>>>
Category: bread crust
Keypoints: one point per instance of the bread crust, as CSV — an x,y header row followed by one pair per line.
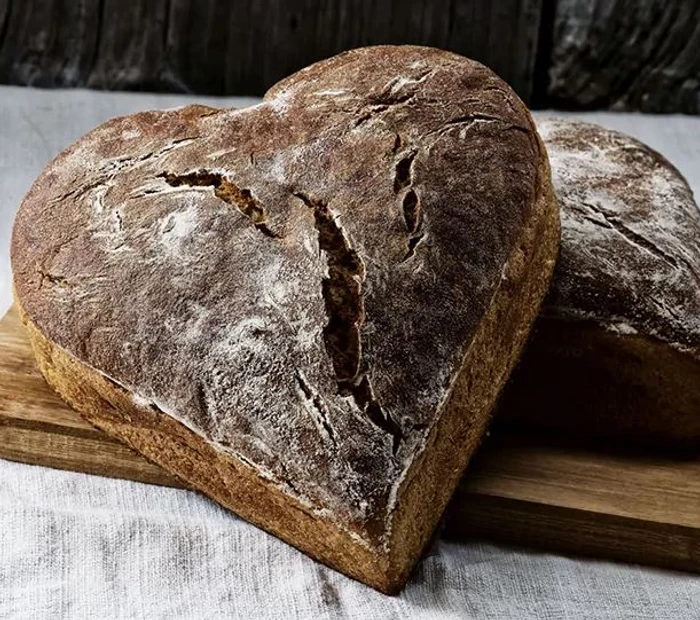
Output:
x,y
615,354
368,211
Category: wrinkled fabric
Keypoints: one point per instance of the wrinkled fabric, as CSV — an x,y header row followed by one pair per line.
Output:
x,y
79,546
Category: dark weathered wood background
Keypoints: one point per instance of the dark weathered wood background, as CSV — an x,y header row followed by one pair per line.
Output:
x,y
570,53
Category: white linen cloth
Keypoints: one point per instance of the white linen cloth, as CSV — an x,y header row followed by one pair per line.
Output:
x,y
79,546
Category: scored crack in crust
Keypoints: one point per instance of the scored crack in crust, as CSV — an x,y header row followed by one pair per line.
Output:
x,y
617,343
296,289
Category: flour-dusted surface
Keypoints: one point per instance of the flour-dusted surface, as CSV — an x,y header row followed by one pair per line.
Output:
x,y
123,546
630,252
298,281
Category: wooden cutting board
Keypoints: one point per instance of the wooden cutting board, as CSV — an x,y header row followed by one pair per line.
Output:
x,y
519,490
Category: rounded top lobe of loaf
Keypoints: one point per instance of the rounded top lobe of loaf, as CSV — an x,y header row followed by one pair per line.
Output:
x,y
298,281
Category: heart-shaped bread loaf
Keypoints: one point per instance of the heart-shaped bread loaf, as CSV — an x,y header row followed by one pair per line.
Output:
x,y
305,309
616,350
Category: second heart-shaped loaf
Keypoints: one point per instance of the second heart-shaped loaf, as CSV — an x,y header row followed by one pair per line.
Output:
x,y
305,309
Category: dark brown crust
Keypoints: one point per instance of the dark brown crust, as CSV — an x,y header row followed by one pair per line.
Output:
x,y
629,392
442,188
615,354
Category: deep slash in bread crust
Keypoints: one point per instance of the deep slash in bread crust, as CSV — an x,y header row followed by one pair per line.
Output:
x,y
305,309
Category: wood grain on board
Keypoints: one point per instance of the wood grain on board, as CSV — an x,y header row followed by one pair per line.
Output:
x,y
518,490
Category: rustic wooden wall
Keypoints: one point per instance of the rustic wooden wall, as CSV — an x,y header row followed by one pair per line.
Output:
x,y
568,53
243,46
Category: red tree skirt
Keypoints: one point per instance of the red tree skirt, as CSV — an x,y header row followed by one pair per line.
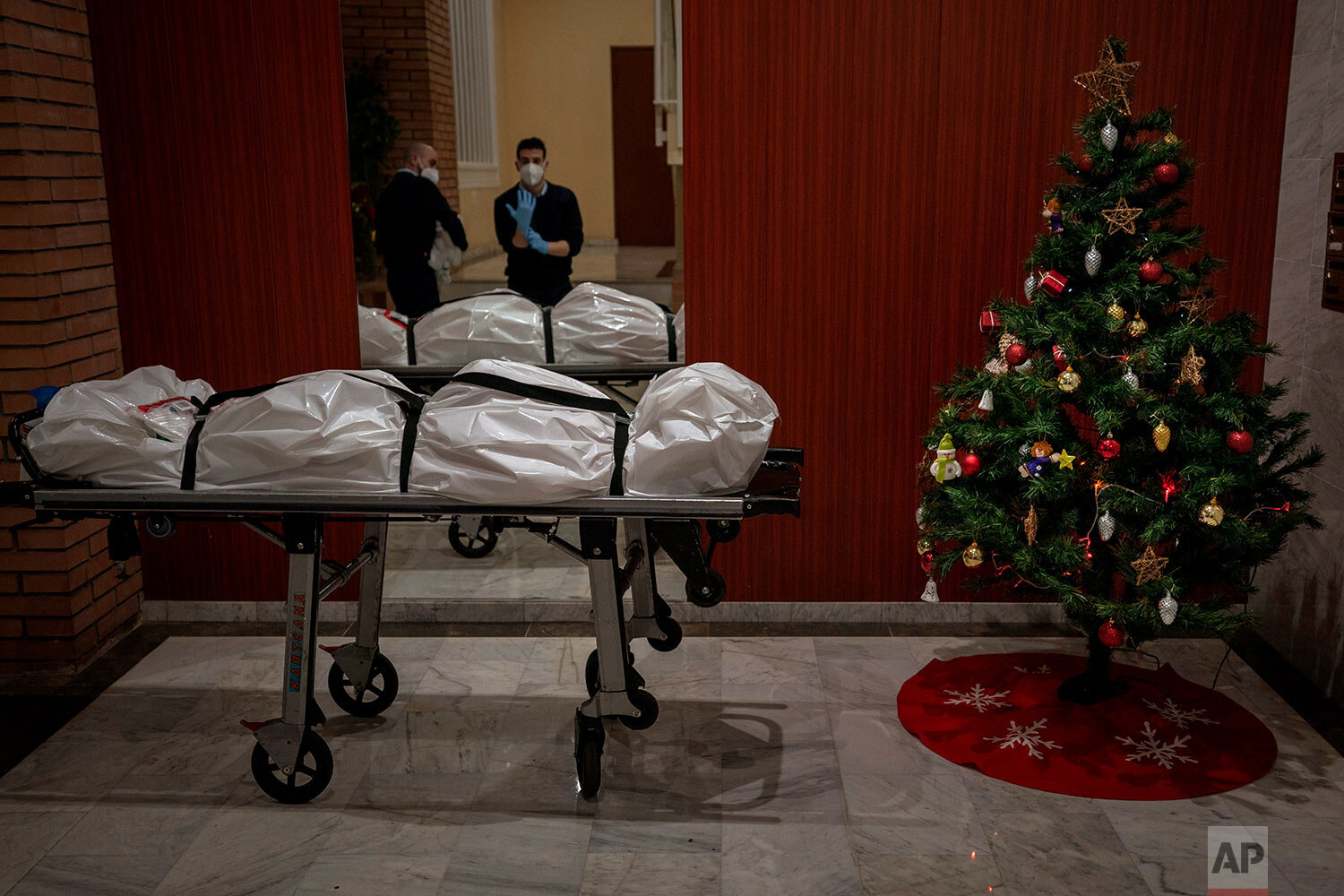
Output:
x,y
999,713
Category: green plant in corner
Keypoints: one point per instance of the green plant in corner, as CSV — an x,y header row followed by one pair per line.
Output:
x,y
373,131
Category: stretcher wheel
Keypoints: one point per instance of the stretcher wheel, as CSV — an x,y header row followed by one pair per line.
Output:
x,y
671,630
706,590
590,670
375,697
160,525
309,777
725,530
589,737
473,546
648,707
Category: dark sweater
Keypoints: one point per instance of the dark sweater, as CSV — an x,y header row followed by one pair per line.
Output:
x,y
406,215
556,218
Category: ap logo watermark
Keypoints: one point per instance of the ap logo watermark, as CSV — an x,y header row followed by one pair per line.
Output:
x,y
1238,861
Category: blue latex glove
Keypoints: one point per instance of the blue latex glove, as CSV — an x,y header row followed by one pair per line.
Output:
x,y
523,214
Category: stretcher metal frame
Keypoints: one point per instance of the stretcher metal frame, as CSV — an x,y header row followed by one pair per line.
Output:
x,y
290,762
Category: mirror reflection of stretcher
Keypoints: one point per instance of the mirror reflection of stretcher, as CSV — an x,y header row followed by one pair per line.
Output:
x,y
591,324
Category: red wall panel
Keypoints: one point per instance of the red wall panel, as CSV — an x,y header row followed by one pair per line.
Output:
x,y
862,177
223,136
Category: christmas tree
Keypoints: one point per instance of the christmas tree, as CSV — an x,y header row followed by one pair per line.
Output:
x,y
1104,452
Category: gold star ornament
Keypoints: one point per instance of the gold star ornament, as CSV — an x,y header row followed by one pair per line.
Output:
x,y
1190,368
1148,567
1198,304
1121,218
1109,81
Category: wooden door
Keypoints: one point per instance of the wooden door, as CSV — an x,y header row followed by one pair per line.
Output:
x,y
644,214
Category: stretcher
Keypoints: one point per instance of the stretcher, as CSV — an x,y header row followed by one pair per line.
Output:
x,y
290,762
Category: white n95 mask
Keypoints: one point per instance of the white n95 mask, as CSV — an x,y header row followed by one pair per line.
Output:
x,y
531,174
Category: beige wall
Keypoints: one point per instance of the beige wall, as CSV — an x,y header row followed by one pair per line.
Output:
x,y
1301,595
554,81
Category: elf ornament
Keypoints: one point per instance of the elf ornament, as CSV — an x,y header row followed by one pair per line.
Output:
x,y
1211,513
1091,261
1167,607
930,592
945,465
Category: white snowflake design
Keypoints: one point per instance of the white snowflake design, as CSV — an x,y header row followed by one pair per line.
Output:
x,y
978,697
1026,737
1153,748
1177,716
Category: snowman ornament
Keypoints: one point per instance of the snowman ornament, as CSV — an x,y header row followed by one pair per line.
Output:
x,y
945,465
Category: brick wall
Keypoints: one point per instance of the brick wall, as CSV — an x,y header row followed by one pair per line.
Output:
x,y
417,69
61,599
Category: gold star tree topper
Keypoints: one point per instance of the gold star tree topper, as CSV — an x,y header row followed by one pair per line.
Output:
x,y
1150,567
1121,218
1109,81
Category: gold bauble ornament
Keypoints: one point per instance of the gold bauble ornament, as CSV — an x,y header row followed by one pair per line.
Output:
x,y
1211,513
1161,435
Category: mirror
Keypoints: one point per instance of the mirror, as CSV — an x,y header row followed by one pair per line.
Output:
x,y
599,83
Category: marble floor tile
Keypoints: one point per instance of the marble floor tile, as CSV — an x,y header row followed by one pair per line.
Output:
x,y
609,874
94,874
806,855
367,874
29,837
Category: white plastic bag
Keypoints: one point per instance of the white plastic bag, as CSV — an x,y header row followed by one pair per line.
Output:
x,y
596,323
331,430
500,324
486,446
698,430
118,433
382,338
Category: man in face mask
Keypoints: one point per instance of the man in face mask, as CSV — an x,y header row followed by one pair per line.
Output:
x,y
539,226
408,212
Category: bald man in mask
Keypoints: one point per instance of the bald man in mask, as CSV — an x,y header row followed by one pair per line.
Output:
x,y
408,211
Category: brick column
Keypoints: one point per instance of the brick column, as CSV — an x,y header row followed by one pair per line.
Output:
x,y
61,599
414,39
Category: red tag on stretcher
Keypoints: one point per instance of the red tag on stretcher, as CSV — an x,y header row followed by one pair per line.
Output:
x,y
1054,282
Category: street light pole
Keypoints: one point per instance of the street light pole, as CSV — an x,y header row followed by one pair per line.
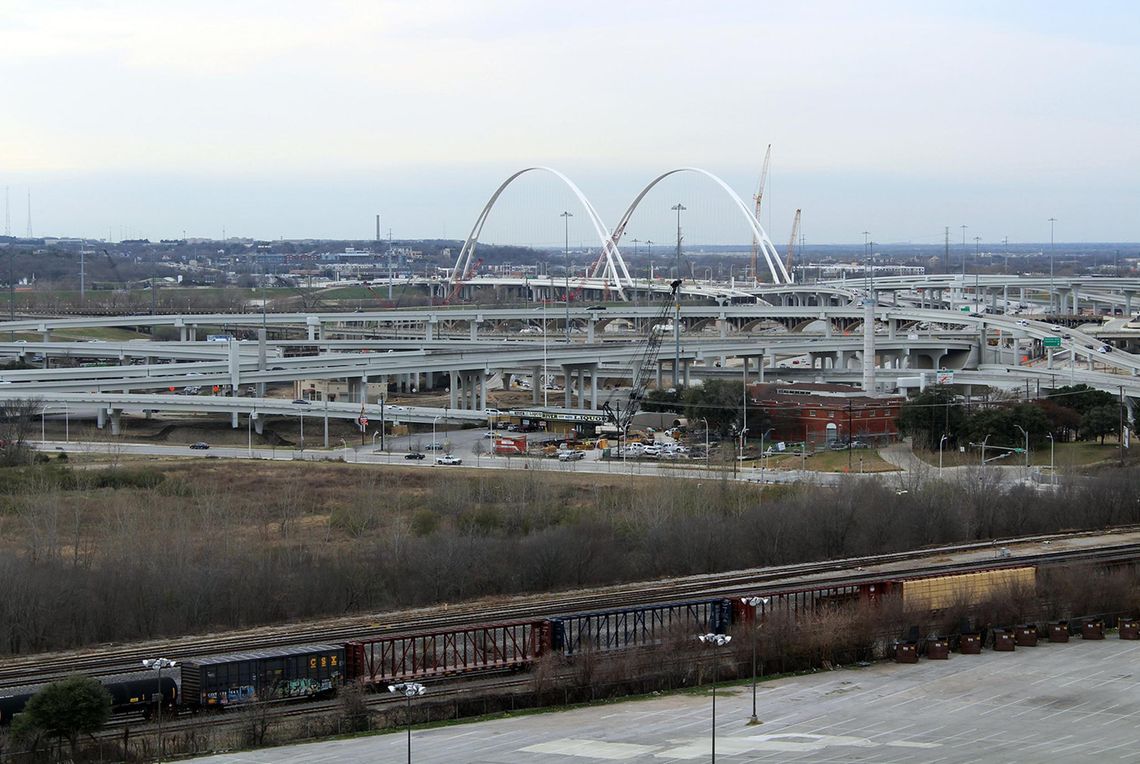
<<<
◆ SHORT EXERCISE: Gather every line of the listing above that contains the string "glove" and copy each one in full.

◆ COMPLETED TASK:
Category: blue latex glove
Keypoints: one point per instance of the blue latex glove, as CSV — an x,y header row followed by one pair per line.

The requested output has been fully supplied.